DATASET:
• • •

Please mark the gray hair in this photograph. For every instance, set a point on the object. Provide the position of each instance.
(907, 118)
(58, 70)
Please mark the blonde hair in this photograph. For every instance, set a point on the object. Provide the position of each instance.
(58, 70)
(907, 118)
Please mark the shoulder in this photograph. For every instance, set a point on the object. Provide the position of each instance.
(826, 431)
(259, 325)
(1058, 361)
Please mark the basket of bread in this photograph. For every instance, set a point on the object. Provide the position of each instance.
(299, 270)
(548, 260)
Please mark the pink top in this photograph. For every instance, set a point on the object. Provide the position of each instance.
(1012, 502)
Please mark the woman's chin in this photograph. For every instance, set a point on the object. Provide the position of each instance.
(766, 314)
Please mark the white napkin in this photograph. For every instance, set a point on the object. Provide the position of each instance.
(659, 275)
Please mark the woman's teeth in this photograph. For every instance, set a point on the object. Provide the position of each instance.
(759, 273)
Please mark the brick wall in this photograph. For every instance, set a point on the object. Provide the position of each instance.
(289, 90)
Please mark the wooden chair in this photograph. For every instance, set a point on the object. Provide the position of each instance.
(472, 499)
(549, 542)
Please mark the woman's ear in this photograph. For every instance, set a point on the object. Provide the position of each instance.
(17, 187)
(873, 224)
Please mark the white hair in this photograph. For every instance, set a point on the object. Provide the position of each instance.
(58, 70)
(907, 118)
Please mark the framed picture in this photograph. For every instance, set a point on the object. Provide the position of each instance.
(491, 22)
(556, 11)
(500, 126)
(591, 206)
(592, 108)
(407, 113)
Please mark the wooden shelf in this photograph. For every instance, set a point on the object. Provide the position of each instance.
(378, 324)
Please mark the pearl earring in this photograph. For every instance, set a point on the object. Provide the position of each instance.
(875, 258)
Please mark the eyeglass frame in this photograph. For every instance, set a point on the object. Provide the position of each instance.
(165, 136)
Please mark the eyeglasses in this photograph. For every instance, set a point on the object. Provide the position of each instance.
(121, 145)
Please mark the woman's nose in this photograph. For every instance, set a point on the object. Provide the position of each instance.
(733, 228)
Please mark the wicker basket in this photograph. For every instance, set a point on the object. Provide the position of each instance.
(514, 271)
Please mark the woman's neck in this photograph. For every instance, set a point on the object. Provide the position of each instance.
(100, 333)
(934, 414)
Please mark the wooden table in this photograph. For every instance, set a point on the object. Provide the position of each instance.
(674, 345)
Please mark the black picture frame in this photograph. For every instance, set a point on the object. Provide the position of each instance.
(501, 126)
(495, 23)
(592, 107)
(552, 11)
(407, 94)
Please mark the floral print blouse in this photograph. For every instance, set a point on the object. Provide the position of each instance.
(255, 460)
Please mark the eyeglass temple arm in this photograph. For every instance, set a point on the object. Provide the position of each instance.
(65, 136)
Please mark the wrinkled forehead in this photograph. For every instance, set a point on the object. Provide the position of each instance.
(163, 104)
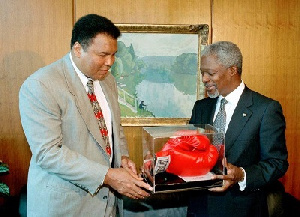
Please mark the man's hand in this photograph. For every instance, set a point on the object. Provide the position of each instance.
(126, 181)
(129, 165)
(234, 175)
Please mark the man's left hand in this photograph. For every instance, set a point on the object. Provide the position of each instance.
(234, 175)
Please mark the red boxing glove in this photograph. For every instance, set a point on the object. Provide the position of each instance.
(191, 155)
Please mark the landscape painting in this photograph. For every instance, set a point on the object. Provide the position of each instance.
(157, 74)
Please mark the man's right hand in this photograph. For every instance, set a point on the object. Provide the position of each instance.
(127, 184)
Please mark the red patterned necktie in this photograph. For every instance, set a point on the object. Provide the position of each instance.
(99, 115)
(220, 120)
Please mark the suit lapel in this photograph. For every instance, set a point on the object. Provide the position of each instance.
(240, 117)
(81, 100)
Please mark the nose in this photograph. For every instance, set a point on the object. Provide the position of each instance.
(110, 59)
(205, 78)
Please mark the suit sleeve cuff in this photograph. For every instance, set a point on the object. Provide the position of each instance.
(242, 184)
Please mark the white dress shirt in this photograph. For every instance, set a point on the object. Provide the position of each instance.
(101, 99)
(233, 99)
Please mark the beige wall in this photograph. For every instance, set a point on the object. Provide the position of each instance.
(35, 33)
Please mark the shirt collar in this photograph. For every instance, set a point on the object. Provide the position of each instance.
(235, 95)
(82, 77)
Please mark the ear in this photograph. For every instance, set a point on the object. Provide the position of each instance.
(232, 70)
(77, 49)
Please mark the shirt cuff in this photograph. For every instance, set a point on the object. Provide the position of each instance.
(242, 184)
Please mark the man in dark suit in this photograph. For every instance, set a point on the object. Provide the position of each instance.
(255, 149)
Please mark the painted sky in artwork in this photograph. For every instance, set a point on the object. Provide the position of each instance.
(151, 44)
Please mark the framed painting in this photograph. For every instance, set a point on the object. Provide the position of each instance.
(157, 69)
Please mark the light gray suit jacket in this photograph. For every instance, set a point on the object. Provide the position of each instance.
(68, 161)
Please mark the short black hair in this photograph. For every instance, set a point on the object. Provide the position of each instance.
(88, 26)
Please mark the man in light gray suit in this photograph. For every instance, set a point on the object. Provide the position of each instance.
(71, 171)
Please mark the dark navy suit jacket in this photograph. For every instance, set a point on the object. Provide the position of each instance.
(254, 140)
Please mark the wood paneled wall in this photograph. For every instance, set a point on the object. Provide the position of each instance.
(35, 33)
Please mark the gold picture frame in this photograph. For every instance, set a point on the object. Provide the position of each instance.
(201, 30)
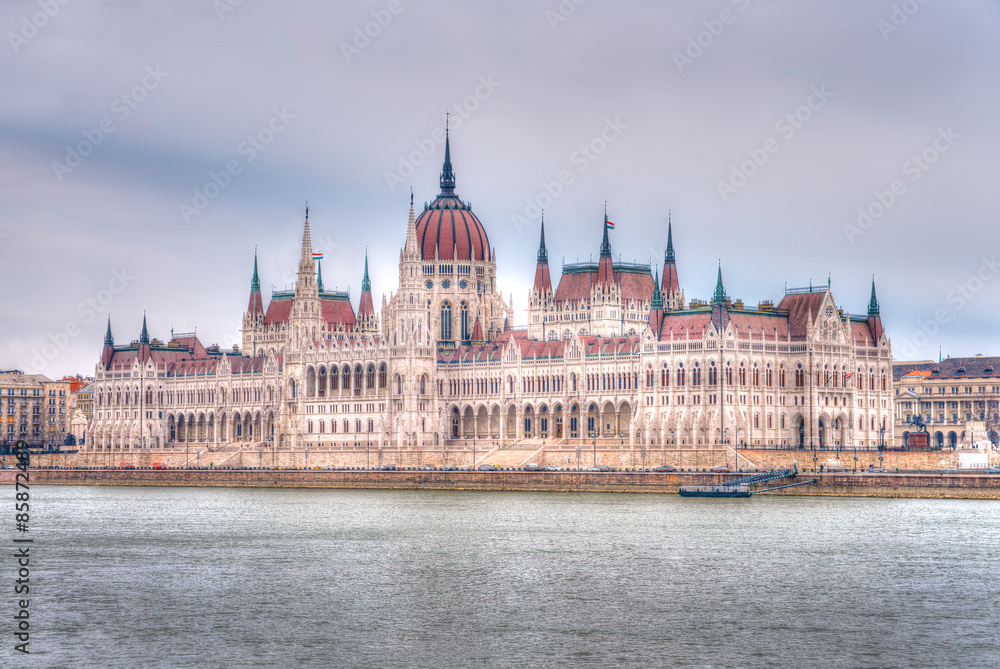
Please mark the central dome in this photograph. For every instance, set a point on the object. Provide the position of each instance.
(447, 225)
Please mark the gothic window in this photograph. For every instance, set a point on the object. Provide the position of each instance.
(446, 321)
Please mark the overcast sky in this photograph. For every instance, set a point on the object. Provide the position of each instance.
(115, 113)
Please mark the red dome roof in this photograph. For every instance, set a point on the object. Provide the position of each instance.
(449, 226)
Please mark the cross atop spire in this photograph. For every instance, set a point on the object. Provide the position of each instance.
(543, 254)
(669, 255)
(447, 174)
(873, 309)
(720, 291)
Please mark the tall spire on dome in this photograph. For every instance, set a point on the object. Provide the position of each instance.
(669, 255)
(447, 174)
(657, 301)
(305, 262)
(255, 281)
(605, 244)
(720, 291)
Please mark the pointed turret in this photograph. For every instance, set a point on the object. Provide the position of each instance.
(720, 312)
(256, 305)
(874, 318)
(605, 268)
(543, 283)
(366, 309)
(447, 174)
(656, 308)
(144, 350)
(477, 332)
(671, 289)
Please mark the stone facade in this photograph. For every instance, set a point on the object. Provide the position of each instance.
(611, 355)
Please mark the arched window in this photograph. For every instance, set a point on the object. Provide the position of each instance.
(446, 321)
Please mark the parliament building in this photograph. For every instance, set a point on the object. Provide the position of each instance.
(613, 354)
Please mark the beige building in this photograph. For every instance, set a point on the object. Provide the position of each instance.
(611, 353)
(958, 400)
(33, 408)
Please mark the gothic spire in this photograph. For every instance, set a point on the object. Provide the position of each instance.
(720, 292)
(605, 244)
(873, 309)
(366, 284)
(543, 254)
(668, 257)
(657, 301)
(447, 174)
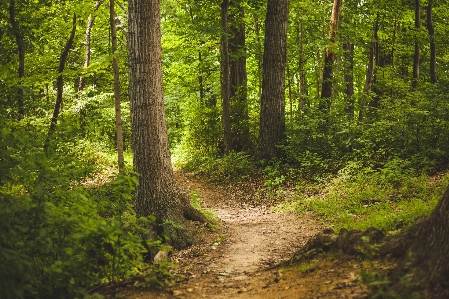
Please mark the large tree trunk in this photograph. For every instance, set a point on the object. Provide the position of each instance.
(329, 58)
(60, 86)
(21, 54)
(272, 110)
(238, 80)
(433, 51)
(90, 23)
(416, 56)
(157, 193)
(118, 113)
(225, 79)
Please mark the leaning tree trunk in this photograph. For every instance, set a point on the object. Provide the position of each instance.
(430, 250)
(433, 54)
(157, 194)
(60, 86)
(329, 59)
(416, 56)
(117, 104)
(272, 110)
(21, 54)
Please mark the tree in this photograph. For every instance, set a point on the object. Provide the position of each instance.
(329, 59)
(272, 106)
(157, 193)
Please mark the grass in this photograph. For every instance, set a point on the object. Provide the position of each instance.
(368, 199)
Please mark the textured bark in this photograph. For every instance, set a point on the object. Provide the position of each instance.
(369, 70)
(416, 56)
(348, 49)
(225, 79)
(157, 193)
(90, 23)
(433, 50)
(272, 110)
(60, 86)
(118, 113)
(326, 91)
(238, 80)
(21, 55)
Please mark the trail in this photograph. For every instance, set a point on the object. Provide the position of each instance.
(237, 260)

• • •

TASK: Copy everything from the line containing "Please mark the trail" down to the end of the items, substituting "footpath" for "trail" and leaving the rest unchanged.

ANSWER TO THIS TASK:
Please mark the footpath in this photograph. For every instance, set a point on the object. Provide the position of each instance.
(237, 260)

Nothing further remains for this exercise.